[Data items]
-- Opening Marker --

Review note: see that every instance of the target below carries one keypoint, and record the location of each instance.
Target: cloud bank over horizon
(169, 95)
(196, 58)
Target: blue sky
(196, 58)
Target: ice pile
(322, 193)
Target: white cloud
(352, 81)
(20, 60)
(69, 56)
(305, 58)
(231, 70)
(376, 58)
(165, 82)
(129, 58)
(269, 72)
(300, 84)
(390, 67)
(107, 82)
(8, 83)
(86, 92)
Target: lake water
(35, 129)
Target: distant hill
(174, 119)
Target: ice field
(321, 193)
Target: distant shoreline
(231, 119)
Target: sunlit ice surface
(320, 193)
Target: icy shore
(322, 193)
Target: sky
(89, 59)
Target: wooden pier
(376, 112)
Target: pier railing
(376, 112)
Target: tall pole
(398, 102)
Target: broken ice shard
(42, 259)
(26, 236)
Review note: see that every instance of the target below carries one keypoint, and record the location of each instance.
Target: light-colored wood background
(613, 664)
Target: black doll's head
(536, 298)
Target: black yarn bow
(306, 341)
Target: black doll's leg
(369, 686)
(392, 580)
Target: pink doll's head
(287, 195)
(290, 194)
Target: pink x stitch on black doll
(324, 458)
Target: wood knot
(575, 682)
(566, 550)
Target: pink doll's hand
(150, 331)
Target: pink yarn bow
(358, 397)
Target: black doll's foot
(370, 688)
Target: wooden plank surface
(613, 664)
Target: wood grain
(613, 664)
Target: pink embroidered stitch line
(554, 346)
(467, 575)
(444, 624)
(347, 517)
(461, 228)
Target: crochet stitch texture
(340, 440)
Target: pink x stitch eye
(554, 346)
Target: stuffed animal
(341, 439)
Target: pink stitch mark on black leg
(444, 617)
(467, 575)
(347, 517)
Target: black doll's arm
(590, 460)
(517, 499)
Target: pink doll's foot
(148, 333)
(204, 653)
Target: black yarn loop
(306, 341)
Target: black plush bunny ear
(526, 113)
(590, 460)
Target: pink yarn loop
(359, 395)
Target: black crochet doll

-- Closing Marker --

**Exercise instructions**
Look above for the line containing "Target: wood knot". From there to the final line of the entries, repeat every line exactly.

**Solution for this task**
Target: wood knot
(575, 682)
(566, 550)
Target: pink doll's hand
(150, 331)
Target: pink yarn bow
(358, 397)
Target: black doll's foot
(370, 688)
Target: wooden plank surface
(613, 664)
Target: wood grain
(613, 664)
Target: pink embroidered stitch line
(554, 346)
(467, 575)
(444, 624)
(347, 517)
(461, 228)
Target: crochet stitch texture
(340, 440)
Target: pink x stitch eye
(554, 346)
Target: stuffed animal
(341, 439)
Target: pink stitch mark on black leg
(444, 617)
(467, 575)
(347, 517)
Target: black doll's arm
(590, 460)
(517, 499)
Target: pink doll's foot
(148, 333)
(204, 653)
Target: black yarn loop
(306, 341)
Target: black plush bunny ear
(526, 113)
(590, 460)
Target: pink yarn loop
(359, 395)
Target: black crochet doll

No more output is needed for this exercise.